Questions to answer:
A: In the article about driving in New York, how far is the writer's shop from Manhattan?
B: Carry on the article about driving in New York, picking up right after its last sentence.

Text block:

+---+

Driving In The Big Apple or Just Eat The Worm And Shut Up!

Before you start to read, you must understand that this is an old article and I am now living in Southern Florida…hopefully, there will be no follow-up to this…

Driving In The Big Apple or Just Eat The Worm And Shut Up!

Re-posted from another blog of mine.

OK, I’m from South Philly so I know how to drive. In South Philly about 90% of the streets are small, 1 lane, 1 way, and have cars parked on either side…so I know how to drive.
I moved to NY a few years back…a form of self-flogging I think…and even though I live on Long Island, my work brings me into Manhattan almost daily. So what’s the problem with New York and its drivers? For a start, over 7 million people on that tiny rock. Add another 8 million on the bigger rock Long Island. With me so far? That’s the equivalent of trying to stuff 80 pounds of shit in a 20 pound bag!

My shop is about 45 miles from Manhattan. That means I should cover the distance in less than an hour right? WRONG! It generally takes 2-2 1/2 hours to get through the tunnel into Craptopolis. And here are some reasons why:
Lets start with the asshat who drives in the far left lane till his exit is 20 yards away. Even though he drives this road every day and knows exactly where the exit is, he decides to wait till the very last second to cut across 3 bumper to bumper lanes. Now just one of these jerks would be bad enough, but I’ve seen 3 and 4 of them lined up one right after another.
Lets take the chooch who thinks the passing lane is the lane you drive in to be passed. Yup, adding to the late-lane-changers are people driving 10 MPH under the speed limit.
Now the look turns to the design of the roads. On ramps onto the LIE (notice the initials…stands for Long Island Expressway but to think you’re getting anywhere fast is a…LIE) are spaced a whopping 40 yards from the off ramps. So you have maniacs trying to enter the highway, lunatics trying exit the highway, and lets not forget the dribblebrains that are coming from the far left trying to get into the exit lane as well.

Meanwhile people coming onto the highway will bypass 3 or 4 spots good enough to merge into traffic and instead they will travel that merge lane till it runs out and then force their way in.

+---+

Data:
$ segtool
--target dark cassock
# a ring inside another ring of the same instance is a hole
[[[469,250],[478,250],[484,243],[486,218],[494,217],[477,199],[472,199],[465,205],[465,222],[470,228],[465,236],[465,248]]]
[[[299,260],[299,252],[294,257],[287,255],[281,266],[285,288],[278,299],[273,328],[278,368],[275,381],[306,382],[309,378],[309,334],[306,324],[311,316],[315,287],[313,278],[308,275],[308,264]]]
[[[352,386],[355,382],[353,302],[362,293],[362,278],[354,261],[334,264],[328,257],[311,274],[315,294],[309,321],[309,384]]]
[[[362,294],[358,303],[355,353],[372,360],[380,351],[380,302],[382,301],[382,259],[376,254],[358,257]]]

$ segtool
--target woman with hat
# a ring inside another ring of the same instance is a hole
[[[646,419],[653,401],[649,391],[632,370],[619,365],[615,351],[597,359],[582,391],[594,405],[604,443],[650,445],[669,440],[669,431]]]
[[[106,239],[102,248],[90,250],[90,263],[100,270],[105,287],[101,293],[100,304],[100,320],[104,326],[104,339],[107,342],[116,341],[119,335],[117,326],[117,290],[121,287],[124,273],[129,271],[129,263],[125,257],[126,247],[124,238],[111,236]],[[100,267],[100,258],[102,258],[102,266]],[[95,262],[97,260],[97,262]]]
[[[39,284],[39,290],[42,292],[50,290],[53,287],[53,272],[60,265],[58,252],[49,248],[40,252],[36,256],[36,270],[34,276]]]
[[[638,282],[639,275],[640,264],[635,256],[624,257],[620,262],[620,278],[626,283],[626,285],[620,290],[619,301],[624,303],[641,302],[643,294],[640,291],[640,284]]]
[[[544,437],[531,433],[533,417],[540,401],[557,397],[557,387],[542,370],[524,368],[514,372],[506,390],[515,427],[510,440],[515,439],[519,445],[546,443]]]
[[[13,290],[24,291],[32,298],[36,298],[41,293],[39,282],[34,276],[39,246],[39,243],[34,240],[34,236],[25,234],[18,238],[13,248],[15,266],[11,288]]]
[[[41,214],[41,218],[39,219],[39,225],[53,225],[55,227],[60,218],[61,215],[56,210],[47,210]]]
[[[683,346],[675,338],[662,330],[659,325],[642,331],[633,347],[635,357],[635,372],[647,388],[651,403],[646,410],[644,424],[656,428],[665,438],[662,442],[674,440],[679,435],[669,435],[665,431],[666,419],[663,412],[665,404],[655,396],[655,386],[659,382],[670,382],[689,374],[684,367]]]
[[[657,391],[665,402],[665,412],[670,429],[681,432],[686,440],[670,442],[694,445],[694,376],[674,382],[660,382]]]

+---+

Responses by task:
A: About 45 miles.

B:
Now lets add road-work crews. Unlike Philly, all roadwork is done during the day so as to optimize the displeasure of the drive. My favorite is when they close a portion of a lane and have nobody working there. Brilliant maneuver just in case traffic actually starts to flow. Then we finally get to the Mid-Town Tunnel. A wondrous place where the highway opens up into 8 lanes…sweet huh? Until you pay your toll and then the 8 lanes must collapse into 2 lanes over maybe 50 yards. By now 2 hours or more have passed and about 99% of your humanity is a forgotten memory…but hope looms…

And now we’re finally in Manhattan. Hurray! Well, it’s hurray for about 100 yards. Driving in Manhattan is unique to say the least. Every corner has a sign that promises eternal damnation in hell plus 2 points if you block the intersection. Apparently this does not apply to taxi cabs. While you wait patiently at a green light for a spot to clear so you can make your turn the cabbie 2 lanes over decides to fill the space behind the cab you’re already waiting to move. And then they seem surprised that you get mad and yell things like “Your mother drives a pickle wagon” at them. I dunno. Then you look pleadingly at the traffic cop on the corner but he doesn’t notice you because he’s on his cell phone. Amazingly enough though, he can hear you when you mutter he should choke on his next donut.
So after waiting for cabs and buses to move, driving around trucks and limos who have an inalienable right to double and triple park, avoiding the pedestrians who just walk into the street while texting their BFFs, and lurching left and right from potholes big enough to hide in, you get to your destination. And look!…it’s only taken you an hour to drive 3 miles! Today is your lucky day, traffic was with you.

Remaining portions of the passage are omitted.